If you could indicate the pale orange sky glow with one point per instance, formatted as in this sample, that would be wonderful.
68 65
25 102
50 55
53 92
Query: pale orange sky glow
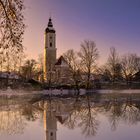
75 22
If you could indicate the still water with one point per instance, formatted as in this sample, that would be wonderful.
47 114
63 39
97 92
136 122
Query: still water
98 117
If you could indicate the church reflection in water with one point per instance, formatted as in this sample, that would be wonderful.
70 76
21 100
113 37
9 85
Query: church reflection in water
82 113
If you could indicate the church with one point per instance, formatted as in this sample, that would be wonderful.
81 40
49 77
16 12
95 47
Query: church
55 70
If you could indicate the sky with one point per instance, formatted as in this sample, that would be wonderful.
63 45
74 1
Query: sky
110 23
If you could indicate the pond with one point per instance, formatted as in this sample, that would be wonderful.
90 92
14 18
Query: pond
98 117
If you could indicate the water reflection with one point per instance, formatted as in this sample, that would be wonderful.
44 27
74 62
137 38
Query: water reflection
82 112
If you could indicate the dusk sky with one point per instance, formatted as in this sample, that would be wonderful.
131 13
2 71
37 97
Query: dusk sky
107 22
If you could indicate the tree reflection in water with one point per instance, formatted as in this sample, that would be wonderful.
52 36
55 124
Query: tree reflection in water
70 112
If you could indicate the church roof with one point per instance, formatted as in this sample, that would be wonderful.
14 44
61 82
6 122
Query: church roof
61 61
50 28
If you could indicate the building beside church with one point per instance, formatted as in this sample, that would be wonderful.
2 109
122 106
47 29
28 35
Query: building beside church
55 70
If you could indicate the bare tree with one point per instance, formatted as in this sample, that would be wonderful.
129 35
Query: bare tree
11 27
29 69
88 56
114 64
130 65
72 59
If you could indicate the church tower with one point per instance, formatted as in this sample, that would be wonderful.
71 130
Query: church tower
50 50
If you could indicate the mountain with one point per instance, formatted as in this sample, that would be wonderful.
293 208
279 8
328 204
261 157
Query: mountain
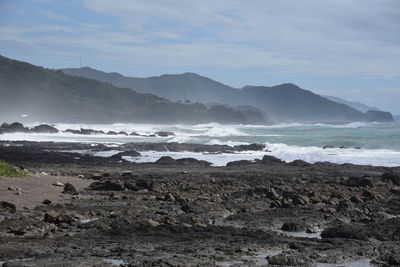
53 96
282 103
356 105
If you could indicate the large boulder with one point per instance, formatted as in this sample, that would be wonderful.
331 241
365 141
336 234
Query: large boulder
106 186
164 134
14 127
380 116
7 207
166 160
391 176
271 160
70 189
252 147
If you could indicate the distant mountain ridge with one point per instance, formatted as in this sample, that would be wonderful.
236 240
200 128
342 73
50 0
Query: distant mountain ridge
53 96
282 103
356 105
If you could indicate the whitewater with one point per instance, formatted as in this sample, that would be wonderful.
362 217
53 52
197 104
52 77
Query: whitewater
376 144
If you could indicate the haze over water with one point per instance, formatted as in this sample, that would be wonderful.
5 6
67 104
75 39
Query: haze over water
359 143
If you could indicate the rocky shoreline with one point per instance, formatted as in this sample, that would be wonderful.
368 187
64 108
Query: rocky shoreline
107 212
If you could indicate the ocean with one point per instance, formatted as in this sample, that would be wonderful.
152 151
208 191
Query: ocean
376 144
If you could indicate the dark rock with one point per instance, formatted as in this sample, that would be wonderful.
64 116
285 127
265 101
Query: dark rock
84 131
7 207
44 128
251 147
70 189
271 159
344 205
358 182
300 200
299 163
166 160
271 194
292 227
193 162
130 153
106 186
242 162
111 133
46 202
289 260
14 127
123 133
344 231
146 184
164 134
391 176
52 216
381 116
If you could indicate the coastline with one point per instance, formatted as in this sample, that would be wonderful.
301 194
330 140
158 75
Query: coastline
187 213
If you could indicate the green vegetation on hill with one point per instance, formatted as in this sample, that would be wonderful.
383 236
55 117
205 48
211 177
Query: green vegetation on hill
10 170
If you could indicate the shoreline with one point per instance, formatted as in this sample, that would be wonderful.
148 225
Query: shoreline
187 213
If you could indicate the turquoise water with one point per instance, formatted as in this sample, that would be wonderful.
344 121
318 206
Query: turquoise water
362 143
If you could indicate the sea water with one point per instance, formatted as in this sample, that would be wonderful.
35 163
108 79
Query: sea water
376 144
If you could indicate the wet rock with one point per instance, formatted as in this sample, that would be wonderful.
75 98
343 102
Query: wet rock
344 231
344 205
272 194
7 207
299 163
57 183
300 200
55 217
166 160
169 197
356 199
130 153
242 162
84 131
70 189
251 147
151 223
14 127
271 160
292 227
198 221
289 260
52 216
44 128
106 186
46 202
391 176
370 195
358 182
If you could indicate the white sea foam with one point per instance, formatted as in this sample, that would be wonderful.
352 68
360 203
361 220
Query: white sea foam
374 157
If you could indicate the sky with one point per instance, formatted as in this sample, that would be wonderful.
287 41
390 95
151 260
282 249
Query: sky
344 48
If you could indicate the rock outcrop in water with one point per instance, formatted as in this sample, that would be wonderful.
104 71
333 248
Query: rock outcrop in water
379 116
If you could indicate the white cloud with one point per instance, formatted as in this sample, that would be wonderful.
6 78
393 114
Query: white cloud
358 37
52 15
------------------------------------
**REQUIRED TASK**
Write out each line again precisely as it appears, skipping every picture.

**OUTPUT**
If you could indicate the pale orange sky glow with one point per instance, formatted as in this sample, that would be wonderful.
68 65
25 102
50 55
53 92
Query: pale orange sky glow
75 22
If you could indicate the still water with one point per instance, formatted as in this sample, that would be wonderful.
47 114
63 39
97 92
136 122
Query: still water
98 117
If you could indicate the church reflection in water with one point per instance, formatted as in this sample, that would be wonderful.
70 76
21 100
113 37
9 85
Query: church reflection in water
82 113
If you could indicate the church with one point per instance, formatted as in this sample, that would be wonderful.
81 40
49 77
16 12
95 47
Query: church
55 70
If you could indicate the sky with one point per instance, formatted as in this sample, that would be wonderful.
63 45
74 1
Query: sky
110 23
If you could indicate the pond with one point per instance, formatted as in this sample, that would be wonderful.
90 92
14 18
Query: pond
98 117
If you could indicate the water reflection with one point per instance, formatted as in this sample, that would be wonderful.
44 27
74 62
137 38
Query: water reflection
82 112
If you could indicate the dusk sky with one point per instance, formatted as in this sample, that would be wonderful.
131 13
2 71
37 97
Query: dusk sky
107 22
If you could indicate the tree reflection in water with one point per instance, formatted as in this sample, that would be wonderful.
52 36
55 124
Query: tree reflection in water
70 112
If you could indicate the church roof with one point per instance, formatted as in this sample, that would be wonderful.
14 44
61 82
6 122
Query: church roof
61 61
50 28
If you could indicate the building beside church with one point per instance, formatted as in this sample, that would be wonderful.
2 109
122 106
47 29
28 35
Query: building beside church
55 70
If you could indicate the bare tree with one point per instance, formatted as in this sample, that would be wonderful.
129 35
Query: bare tree
11 27
29 69
88 56
114 64
130 65
72 59
If you could indicate the church tower with one point per instance, formatted as in this sample, that would be wonderful.
71 130
Query: church tower
50 50
If you could indicate the mountain with one point per instance, formatted as in this sample, that would be wonderful.
293 208
279 8
328 204
261 157
Query: mountain
53 96
282 103
356 105
If you could indicate the large boulder with one point per instance, formatted as in this sample, that would be wonderful.
331 241
365 141
336 234
Query: large boulder
106 186
164 134
14 127
380 116
7 207
166 160
391 176
271 160
70 189
252 147
If you could indicate the distant mountain ridge with one point per instance, formatted as in this sample, that would be wonderful.
236 240
200 128
342 73
50 0
Query: distant mountain ridge
53 96
282 103
356 105
If you could indicate the whitewater with one point per instance, formatted as in this sample, that would be wonderful.
362 217
53 52
197 104
52 77
Query: whitewater
376 144
If you could indicate the haze over water with one point per instance, formatted as in this sample, that would be wonderful.
5 6
67 104
75 39
Query: haze over water
359 143
If you could indicate the rocky shoreline with one point per instance, formatted as in this sample, that would be wonderful.
368 187
64 108
Query: rocky shoreline
107 212
If you could indicate the ocean with one point per instance, formatted as in this sample, that would be wonderful.
152 151
208 191
Query: ocean
376 144
If you could indicate the dark rock with one point per instance, formatted as in this sample, that would be wonderful.
64 116
285 127
265 101
Query: dark rock
84 131
7 207
44 128
251 147
70 189
271 159
344 205
358 182
300 200
299 163
166 160
271 194
292 227
193 162
130 153
106 186
242 162
111 133
46 202
289 260
14 127
123 133
344 231
146 184
164 134
391 176
52 216
381 116
If you could indicate the coastline with one point per instance, formatted as in this sample, that would be wonderful.
301 194
330 140
158 75
Query: coastline
187 213
If you could indicate the green vegetation on hill with one point per instance, formatted as in this sample, that would be wonderful.
383 236
55 117
205 48
211 177
Query: green vegetation on hill
10 170
If you could indicate the shoreline with one point per instance, formatted as in this sample, that would be wonderful.
148 225
Query: shoreline
187 213
If you could indicate the turquoise water with one point per instance, formatted as in this sample, that would be wonderful.
344 121
318 206
Query: turquoise water
362 143
If you could indicate the sea water with one point per instance, formatted as in this sample, that would be wonderful.
35 163
108 79
Query: sea water
376 144
If you could indicate the wet rock with one point per instance, formatted as in this sample, that would be wonderful.
75 98
343 102
Query: wet rock
344 231
344 205
272 194
7 207
299 163
57 183
300 200
55 217
166 160
169 197
356 199
130 153
242 162
84 131
70 189
251 147
151 223
14 127
271 160
292 227
198 221
289 260
52 216
44 128
106 186
46 202
391 176
370 195
358 182
If you could indicate the white sea foam with one point per instance, formatted as in this sample, that would be wonderful.
352 68
360 203
361 220
Query: white sea foam
374 157
If you could indicate the sky with one point per instance, formatted as in this sample, that would be wonderful.
287 41
390 95
151 260
282 249
Query: sky
344 48
If you could indicate the rock outcrop in water with one point per instance, formatted as in this sample, that would be wonderful.
104 71
333 248
Query: rock outcrop in water
379 116
If you could indicate the white cloud with one point per instance, formatted as in this sample, that would be wonderful.
6 78
393 114
Query: white cloud
358 37
52 15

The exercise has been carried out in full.